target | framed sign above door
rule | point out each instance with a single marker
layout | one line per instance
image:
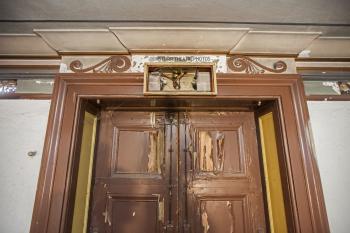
(180, 79)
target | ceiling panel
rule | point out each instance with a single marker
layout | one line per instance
(179, 38)
(275, 42)
(24, 45)
(81, 40)
(328, 47)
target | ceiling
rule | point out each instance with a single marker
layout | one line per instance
(50, 27)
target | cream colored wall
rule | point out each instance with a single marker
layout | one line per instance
(22, 129)
(331, 129)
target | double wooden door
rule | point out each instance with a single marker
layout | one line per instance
(177, 172)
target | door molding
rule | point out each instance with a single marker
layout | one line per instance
(72, 90)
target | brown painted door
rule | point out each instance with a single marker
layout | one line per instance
(223, 186)
(177, 172)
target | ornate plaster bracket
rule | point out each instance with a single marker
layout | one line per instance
(117, 63)
(240, 63)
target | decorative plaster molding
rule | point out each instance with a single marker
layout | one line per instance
(240, 63)
(117, 63)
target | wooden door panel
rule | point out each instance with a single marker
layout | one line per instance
(224, 189)
(131, 180)
(144, 145)
(225, 215)
(192, 172)
(219, 151)
(134, 214)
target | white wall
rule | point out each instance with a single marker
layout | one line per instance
(331, 128)
(22, 129)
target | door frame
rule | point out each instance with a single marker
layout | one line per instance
(71, 91)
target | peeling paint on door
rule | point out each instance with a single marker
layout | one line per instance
(206, 162)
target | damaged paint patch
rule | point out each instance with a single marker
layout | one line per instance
(205, 220)
(155, 155)
(206, 162)
(232, 216)
(220, 140)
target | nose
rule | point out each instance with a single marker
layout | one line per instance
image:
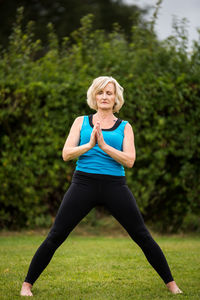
(104, 95)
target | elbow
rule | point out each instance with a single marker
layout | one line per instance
(130, 162)
(65, 156)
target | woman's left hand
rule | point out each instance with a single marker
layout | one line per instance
(100, 139)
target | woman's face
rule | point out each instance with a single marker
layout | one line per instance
(106, 97)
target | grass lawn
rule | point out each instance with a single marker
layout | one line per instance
(99, 267)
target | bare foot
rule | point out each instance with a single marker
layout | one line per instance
(173, 288)
(26, 289)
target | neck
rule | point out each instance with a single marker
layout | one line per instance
(104, 114)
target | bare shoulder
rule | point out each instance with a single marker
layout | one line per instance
(78, 122)
(128, 128)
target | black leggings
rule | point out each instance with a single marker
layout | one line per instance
(85, 192)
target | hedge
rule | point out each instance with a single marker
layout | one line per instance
(42, 90)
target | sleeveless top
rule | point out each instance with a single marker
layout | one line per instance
(95, 160)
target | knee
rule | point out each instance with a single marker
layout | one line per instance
(56, 237)
(142, 237)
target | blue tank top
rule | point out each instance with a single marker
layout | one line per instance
(95, 160)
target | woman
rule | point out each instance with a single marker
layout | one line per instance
(104, 144)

PROBLEM DESCRIPTION:
Return the span of lines in the data above that opens at the line with "target | ceiling panel" and closes at the line with "target | nose", exactly, ends included, nothing else.

SOLUTION FOR THIS PROBLEM:
target | ceiling panel
rule | point out each instance with a single marker
layout | one line per instance
(179, 38)
(275, 42)
(24, 45)
(81, 40)
(328, 47)
target | ceiling
rule | point out each instance with a single marker
layout | one line per instance
(50, 27)
target | cream colored wall
rule | point out each instance with a single marker
layout | one line per instance
(22, 129)
(331, 129)
target | double wooden door
rule | point out each instance with a single marker
layout | one line per instance
(177, 172)
target | door molding
rule | point out each instance with a single marker
layout | one line per instance
(72, 90)
target | brown painted door
rule | point out each instance with a single marker
layout | one line per instance
(223, 186)
(177, 172)
target | ornate plaster bracket
rule | point out each instance with a single marker
layout | one line per instance
(117, 63)
(240, 63)
target | decorative plaster molding
rule | point out each instance with a single marker
layout | one line per instance
(240, 63)
(117, 63)
target | wooden door panel
rule | point out each instance with a single marker
layout | one line per instance
(224, 189)
(131, 180)
(144, 145)
(225, 215)
(192, 172)
(219, 151)
(134, 214)
target | white wall
rule | point out each instance with a single marker
layout | one line per instance
(331, 128)
(22, 129)
target | door frame
rule | point out each instance with a single marker
layout | one line per instance
(71, 91)
target | peeling paint on door
rule | point out each instance with a single marker
layout | one line per instance
(206, 162)
target | damaged paint patch
rule | point out each instance with a single marker
layout | one line per instance
(205, 220)
(155, 155)
(206, 162)
(232, 216)
(220, 140)
target | nose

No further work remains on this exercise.